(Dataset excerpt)
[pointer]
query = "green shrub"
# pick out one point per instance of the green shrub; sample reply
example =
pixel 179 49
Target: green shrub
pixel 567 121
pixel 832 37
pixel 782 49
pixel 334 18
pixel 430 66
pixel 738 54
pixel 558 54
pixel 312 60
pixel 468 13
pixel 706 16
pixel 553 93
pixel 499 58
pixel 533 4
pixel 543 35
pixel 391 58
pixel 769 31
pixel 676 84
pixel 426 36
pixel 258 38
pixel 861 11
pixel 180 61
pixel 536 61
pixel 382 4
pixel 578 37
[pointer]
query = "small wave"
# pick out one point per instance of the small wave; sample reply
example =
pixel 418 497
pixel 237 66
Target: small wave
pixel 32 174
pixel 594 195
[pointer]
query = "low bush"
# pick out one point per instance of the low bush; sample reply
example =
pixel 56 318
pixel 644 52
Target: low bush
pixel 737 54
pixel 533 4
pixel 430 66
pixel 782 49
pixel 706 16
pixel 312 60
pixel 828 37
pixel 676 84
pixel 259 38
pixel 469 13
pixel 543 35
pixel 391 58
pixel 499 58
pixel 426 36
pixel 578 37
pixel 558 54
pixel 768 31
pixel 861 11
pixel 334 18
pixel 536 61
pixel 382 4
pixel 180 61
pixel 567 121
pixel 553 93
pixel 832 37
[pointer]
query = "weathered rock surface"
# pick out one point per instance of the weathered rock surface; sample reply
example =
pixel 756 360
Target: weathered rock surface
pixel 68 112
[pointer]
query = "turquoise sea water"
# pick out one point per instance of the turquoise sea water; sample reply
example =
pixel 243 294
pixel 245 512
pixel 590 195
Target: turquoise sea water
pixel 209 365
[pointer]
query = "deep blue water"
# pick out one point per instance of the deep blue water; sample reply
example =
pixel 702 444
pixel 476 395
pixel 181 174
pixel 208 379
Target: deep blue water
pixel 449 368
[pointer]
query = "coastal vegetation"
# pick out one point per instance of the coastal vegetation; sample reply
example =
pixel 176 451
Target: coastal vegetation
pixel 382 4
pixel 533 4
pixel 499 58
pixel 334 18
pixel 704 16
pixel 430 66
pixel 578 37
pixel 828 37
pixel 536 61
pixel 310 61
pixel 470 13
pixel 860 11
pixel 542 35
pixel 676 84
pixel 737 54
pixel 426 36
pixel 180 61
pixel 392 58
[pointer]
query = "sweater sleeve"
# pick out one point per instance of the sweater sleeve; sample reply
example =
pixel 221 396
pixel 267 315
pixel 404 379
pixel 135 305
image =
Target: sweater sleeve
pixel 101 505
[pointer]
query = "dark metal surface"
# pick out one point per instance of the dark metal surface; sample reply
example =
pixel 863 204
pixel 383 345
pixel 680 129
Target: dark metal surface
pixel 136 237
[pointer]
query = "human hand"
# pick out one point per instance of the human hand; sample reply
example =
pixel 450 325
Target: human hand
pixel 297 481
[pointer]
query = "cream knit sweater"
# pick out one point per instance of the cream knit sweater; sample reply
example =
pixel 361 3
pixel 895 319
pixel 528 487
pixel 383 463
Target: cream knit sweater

▸ **DO THIS**
Switch each "Target" in the data above to "Label" and write out the whole data again, with nothing else changed.

▸ **RESULT OF THE TASK**
[pointer]
query = "green shrub"
# pick out one point per instance of the green shrub; sample reply
example =
pixel 179 49
Label: green shrub
pixel 567 121
pixel 832 37
pixel 782 49
pixel 334 18
pixel 430 66
pixel 738 54
pixel 558 54
pixel 312 60
pixel 468 13
pixel 706 16
pixel 553 93
pixel 499 58
pixel 533 4
pixel 543 35
pixel 391 58
pixel 769 31
pixel 676 84
pixel 426 36
pixel 258 38
pixel 861 11
pixel 180 61
pixel 536 61
pixel 382 4
pixel 578 37
[pointer]
query = "small wave"
# pick out one point per instance of the small wave; sample reply
example =
pixel 418 497
pixel 237 66
Label: small wave
pixel 32 174
pixel 594 195
[pointer]
query = "low bush"
# pick out one point per instance of the low bush; sample reply
example =
pixel 56 318
pixel 644 52
Label: low bush
pixel 737 54
pixel 533 4
pixel 430 66
pixel 782 49
pixel 706 16
pixel 312 60
pixel 828 37
pixel 676 84
pixel 259 38
pixel 469 13
pixel 543 35
pixel 391 58
pixel 499 58
pixel 426 36
pixel 578 37
pixel 558 54
pixel 768 31
pixel 861 11
pixel 334 18
pixel 536 61
pixel 382 4
pixel 180 61
pixel 567 121
pixel 553 93
pixel 832 37
[pointer]
query = "weathered rock surface"
# pick out one point per instance of the weathered rock surface; sample reply
example =
pixel 756 360
Label: weathered rock surface
pixel 68 112
[pointer]
query = "turquoise sea water"
# pick out one point per instance of the turquoise sea water; sample reply
example =
pixel 243 294
pixel 245 512
pixel 590 195
Label: turquoise sea water
pixel 209 365
[pointer]
query = "deep blue water"
# pick out one point per instance of the deep blue water; sample reply
example =
pixel 702 444
pixel 476 395
pixel 181 174
pixel 208 379
Label: deep blue water
pixel 449 368
[pointer]
query = "coastal vegetation"
# pick out one point per instance of the coastal vegetation; sample reply
example =
pixel 176 451
Label: coastal vegetation
pixel 382 4
pixel 533 4
pixel 499 58
pixel 334 18
pixel 704 16
pixel 430 66
pixel 578 37
pixel 828 37
pixel 536 61
pixel 310 61
pixel 470 13
pixel 860 11
pixel 542 35
pixel 676 84
pixel 737 54
pixel 426 36
pixel 180 61
pixel 392 58
[pointer]
query = "sweater sleeve"
# pick out one point per instance of the sweater sleeve; sample reply
example =
pixel 221 396
pixel 267 315
pixel 404 379
pixel 135 305
image =
Label: sweater sleeve
pixel 101 505
[pointer]
query = "dark metal surface"
# pick out one point per instance of the dark metal surface; sample reply
example =
pixel 863 204
pixel 383 345
pixel 680 129
Label: dark metal surface
pixel 136 237
[pointer]
query = "human hand"
# pick out one point per instance of the human hand; sample reply
example =
pixel 450 325
Label: human hand
pixel 297 481
[pointer]
query = "cream knit sweater"
# pick out one point per instance of the cream knit sweater; sample reply
example =
pixel 361 3
pixel 895 319
pixel 528 487
pixel 383 463
Label: cream knit sweater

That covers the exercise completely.